Your job is to set down the stretch of entries that opens with the line containing "Each point like <point>611,341</point>." and closes with the line containing "Each point like <point>123,301</point>.". Keep both end lines, copy each exactly, and add nothing.

[Records from a dataset]
——

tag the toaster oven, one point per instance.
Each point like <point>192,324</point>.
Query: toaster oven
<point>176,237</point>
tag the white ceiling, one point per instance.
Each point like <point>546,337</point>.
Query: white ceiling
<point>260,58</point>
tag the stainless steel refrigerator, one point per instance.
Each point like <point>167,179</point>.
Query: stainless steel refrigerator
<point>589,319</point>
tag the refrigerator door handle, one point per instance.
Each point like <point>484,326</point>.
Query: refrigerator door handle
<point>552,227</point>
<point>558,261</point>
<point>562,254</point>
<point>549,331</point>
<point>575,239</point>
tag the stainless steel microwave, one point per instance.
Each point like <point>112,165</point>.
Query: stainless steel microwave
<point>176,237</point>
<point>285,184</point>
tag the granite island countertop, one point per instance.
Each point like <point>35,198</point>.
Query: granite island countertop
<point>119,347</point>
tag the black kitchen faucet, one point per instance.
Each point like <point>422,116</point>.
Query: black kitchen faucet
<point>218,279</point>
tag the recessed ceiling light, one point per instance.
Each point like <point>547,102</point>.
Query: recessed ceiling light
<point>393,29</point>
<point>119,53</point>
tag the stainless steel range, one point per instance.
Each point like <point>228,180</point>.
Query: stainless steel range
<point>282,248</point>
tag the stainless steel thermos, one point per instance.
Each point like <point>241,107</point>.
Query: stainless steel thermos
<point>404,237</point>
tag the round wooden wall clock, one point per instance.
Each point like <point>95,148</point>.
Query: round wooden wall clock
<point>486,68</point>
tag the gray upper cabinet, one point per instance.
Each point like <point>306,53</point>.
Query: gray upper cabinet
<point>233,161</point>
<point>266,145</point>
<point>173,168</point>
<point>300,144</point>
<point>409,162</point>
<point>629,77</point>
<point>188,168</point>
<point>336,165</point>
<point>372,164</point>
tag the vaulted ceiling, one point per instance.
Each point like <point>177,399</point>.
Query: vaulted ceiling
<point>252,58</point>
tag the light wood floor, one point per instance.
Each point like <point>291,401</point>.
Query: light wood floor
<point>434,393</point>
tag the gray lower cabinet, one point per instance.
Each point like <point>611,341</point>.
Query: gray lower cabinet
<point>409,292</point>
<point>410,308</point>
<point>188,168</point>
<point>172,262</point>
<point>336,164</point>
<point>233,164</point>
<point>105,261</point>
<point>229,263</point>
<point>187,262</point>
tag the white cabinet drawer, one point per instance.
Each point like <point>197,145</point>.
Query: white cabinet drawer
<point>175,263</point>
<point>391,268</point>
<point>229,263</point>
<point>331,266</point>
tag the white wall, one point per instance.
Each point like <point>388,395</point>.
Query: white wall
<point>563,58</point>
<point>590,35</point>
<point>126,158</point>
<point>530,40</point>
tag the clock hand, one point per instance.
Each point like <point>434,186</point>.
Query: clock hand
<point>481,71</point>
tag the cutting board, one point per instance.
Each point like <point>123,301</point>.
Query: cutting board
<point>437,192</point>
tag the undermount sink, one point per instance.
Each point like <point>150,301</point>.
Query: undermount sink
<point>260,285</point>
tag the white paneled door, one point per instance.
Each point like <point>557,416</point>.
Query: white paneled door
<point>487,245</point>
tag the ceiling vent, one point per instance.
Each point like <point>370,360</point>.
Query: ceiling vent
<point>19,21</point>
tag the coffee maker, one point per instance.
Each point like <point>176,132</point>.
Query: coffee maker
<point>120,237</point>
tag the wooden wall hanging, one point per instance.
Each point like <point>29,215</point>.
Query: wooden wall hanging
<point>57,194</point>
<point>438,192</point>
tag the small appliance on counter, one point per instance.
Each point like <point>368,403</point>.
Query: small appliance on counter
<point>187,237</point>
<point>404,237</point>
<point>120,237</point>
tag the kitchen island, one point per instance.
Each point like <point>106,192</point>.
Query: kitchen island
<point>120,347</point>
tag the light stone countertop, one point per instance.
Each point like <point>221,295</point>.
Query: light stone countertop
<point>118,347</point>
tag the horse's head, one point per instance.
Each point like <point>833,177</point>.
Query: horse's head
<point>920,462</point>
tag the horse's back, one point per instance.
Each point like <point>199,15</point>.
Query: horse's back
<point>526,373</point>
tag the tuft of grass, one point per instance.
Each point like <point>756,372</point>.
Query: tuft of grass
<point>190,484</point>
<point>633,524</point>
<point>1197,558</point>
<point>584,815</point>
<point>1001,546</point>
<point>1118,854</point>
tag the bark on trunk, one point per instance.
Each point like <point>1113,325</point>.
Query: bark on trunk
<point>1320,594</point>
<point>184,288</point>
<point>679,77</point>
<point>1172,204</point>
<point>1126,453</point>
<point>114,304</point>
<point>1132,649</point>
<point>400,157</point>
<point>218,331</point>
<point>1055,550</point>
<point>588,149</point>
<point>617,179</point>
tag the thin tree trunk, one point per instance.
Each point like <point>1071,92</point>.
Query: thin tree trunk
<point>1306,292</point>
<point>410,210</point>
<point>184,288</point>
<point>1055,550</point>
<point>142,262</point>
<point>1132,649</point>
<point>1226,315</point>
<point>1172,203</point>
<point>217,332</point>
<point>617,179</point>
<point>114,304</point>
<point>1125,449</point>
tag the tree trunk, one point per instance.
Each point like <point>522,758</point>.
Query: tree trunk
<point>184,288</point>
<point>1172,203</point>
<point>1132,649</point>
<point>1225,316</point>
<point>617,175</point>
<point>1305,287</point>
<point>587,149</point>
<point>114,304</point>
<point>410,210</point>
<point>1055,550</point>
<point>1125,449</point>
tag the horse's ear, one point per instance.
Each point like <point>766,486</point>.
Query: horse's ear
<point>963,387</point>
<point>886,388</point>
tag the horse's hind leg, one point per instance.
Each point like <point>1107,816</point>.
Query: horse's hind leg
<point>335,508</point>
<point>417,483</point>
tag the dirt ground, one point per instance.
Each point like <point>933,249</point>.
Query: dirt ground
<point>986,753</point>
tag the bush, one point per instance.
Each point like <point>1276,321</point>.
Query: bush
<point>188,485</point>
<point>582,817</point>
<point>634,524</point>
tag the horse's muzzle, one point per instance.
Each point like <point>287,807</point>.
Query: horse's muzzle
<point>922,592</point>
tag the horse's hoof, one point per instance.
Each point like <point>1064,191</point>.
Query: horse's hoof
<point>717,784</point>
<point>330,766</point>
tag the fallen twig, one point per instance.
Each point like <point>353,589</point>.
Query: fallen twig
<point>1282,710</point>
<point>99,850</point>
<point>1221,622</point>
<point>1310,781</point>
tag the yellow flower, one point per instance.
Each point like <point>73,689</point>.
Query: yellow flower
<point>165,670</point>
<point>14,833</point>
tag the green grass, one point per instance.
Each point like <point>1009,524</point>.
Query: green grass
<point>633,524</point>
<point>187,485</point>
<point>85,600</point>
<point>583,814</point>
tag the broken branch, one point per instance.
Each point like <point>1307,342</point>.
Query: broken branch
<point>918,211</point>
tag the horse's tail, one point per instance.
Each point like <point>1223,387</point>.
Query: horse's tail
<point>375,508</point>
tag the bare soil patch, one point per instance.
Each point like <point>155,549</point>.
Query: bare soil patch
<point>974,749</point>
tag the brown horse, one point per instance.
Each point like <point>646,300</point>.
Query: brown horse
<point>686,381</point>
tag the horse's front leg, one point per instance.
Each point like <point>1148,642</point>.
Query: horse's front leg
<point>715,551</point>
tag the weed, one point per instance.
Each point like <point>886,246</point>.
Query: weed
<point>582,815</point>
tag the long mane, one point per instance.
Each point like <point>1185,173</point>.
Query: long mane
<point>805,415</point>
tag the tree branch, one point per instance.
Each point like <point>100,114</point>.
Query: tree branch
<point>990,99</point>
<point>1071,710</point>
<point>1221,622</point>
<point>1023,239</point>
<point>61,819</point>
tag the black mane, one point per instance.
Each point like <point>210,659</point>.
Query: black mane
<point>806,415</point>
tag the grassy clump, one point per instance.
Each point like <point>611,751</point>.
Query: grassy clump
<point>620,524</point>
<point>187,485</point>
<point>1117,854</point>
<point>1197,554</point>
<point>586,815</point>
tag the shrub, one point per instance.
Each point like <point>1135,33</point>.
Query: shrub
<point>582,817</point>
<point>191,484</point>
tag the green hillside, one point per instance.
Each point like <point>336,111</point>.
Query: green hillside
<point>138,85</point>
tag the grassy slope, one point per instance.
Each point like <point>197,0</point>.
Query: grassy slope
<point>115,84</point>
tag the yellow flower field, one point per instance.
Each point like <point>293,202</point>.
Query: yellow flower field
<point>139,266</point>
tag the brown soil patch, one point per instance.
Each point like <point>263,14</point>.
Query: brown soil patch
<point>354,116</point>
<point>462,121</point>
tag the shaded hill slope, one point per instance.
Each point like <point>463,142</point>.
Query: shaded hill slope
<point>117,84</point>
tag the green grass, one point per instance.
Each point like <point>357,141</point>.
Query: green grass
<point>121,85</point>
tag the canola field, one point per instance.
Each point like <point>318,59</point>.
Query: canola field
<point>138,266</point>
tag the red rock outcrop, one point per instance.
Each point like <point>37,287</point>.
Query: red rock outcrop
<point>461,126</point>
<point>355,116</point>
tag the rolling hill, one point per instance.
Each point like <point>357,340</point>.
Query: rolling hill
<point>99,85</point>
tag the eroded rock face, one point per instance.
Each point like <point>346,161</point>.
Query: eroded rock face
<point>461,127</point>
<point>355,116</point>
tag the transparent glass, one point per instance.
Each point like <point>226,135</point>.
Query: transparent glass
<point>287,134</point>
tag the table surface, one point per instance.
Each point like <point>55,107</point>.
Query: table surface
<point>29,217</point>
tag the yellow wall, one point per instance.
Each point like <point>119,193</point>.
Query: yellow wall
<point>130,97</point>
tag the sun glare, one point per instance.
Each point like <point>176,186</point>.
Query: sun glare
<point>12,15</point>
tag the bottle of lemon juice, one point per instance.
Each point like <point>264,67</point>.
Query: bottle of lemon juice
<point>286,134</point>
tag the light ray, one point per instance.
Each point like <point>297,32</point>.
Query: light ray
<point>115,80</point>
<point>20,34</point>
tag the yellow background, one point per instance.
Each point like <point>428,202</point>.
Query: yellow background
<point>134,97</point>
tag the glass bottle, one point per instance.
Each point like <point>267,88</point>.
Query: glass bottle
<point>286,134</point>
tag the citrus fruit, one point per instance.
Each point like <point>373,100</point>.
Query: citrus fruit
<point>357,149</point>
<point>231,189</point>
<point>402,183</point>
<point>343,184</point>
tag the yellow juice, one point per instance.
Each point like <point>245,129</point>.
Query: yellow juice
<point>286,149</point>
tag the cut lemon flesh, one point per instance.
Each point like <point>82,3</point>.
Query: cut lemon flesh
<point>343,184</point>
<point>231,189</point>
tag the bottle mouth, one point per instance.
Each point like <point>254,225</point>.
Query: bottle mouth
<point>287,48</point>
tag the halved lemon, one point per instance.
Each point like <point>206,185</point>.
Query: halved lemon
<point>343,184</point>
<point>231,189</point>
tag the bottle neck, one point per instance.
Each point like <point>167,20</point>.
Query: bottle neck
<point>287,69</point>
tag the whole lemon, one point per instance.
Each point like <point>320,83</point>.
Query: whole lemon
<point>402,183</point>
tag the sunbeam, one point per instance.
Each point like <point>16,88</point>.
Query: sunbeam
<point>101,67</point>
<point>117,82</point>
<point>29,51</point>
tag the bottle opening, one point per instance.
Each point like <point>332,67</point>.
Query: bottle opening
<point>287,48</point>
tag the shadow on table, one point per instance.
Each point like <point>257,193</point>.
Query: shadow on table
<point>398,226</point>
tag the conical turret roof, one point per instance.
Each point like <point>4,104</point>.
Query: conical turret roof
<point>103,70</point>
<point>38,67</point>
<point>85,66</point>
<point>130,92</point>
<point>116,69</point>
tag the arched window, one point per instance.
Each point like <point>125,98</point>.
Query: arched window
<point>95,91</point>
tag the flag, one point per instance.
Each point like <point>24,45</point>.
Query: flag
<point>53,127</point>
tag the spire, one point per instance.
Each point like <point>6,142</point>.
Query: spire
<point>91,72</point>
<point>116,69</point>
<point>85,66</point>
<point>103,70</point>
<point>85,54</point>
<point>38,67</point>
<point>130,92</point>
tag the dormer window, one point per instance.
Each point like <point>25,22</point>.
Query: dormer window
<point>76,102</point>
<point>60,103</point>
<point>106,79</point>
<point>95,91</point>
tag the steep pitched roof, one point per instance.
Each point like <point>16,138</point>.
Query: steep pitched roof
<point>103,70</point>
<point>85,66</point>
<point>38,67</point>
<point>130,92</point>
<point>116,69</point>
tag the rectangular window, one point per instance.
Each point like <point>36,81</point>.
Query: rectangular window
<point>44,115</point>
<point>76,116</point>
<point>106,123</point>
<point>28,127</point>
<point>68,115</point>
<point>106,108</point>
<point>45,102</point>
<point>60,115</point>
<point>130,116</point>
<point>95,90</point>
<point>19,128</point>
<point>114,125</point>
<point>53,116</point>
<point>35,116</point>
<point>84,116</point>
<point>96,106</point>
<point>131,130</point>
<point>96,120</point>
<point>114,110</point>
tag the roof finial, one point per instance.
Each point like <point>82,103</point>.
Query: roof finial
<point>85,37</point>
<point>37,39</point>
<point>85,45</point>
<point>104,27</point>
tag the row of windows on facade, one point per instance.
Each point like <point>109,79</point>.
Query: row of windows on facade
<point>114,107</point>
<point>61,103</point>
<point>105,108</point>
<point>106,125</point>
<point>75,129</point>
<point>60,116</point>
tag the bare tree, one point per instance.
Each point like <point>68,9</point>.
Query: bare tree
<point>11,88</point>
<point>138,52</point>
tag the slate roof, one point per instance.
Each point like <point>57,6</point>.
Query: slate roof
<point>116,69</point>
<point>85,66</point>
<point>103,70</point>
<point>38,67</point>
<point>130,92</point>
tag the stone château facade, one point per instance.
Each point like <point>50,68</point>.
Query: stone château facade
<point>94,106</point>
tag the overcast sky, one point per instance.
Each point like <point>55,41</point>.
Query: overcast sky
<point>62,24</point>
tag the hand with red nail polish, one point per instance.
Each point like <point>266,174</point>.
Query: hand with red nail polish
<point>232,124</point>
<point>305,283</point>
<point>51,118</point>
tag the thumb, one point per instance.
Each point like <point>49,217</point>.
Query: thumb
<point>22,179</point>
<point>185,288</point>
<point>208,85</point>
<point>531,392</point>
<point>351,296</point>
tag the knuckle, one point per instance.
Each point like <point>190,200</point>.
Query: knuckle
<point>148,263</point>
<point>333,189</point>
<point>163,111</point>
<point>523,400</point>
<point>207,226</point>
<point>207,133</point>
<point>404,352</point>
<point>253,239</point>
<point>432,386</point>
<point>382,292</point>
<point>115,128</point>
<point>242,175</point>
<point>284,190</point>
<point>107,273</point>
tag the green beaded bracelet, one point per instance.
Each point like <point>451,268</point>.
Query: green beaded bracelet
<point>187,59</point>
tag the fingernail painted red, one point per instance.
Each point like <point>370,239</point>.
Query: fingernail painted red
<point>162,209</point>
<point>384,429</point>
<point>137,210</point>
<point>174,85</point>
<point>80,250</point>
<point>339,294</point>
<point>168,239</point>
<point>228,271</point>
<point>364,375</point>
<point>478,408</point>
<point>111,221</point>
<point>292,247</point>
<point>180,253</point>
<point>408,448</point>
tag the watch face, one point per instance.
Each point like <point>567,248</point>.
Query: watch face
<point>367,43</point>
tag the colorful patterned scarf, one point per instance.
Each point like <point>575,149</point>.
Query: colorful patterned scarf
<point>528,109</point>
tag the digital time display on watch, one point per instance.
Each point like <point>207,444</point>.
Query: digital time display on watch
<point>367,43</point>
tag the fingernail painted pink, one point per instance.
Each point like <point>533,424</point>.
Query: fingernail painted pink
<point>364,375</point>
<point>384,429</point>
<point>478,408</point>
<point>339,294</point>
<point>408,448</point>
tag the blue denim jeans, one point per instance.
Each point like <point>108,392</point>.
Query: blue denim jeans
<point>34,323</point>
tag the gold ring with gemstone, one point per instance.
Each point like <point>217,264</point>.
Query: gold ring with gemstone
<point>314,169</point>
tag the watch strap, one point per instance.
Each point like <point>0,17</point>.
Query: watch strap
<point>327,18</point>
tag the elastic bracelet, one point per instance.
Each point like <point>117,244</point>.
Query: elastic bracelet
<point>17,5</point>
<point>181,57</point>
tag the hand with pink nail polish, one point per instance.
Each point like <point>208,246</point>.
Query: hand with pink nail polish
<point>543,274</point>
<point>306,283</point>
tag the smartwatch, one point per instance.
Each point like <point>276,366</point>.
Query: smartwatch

——

Output for this exercise —
Each point like <point>611,341</point>.
Query: gray lower cabinet
<point>409,292</point>
<point>410,308</point>
<point>188,168</point>
<point>172,262</point>
<point>336,164</point>
<point>233,164</point>
<point>105,261</point>
<point>229,263</point>
<point>187,262</point>
tag the white cabinet drawer, one point per instance.
Each point like <point>197,145</point>.
Query: white cabinet drawer
<point>175,263</point>
<point>391,268</point>
<point>229,263</point>
<point>331,266</point>
tag the white wall, one point per instance.
Each point like <point>388,395</point>.
Query: white wall
<point>563,58</point>
<point>590,35</point>
<point>126,158</point>
<point>530,40</point>
tag the clock hand, one point per instance.
Each point like <point>434,186</point>.
Query: clock hand
<point>481,71</point>
tag the cutting board, one point per instance.
Each point like <point>123,301</point>.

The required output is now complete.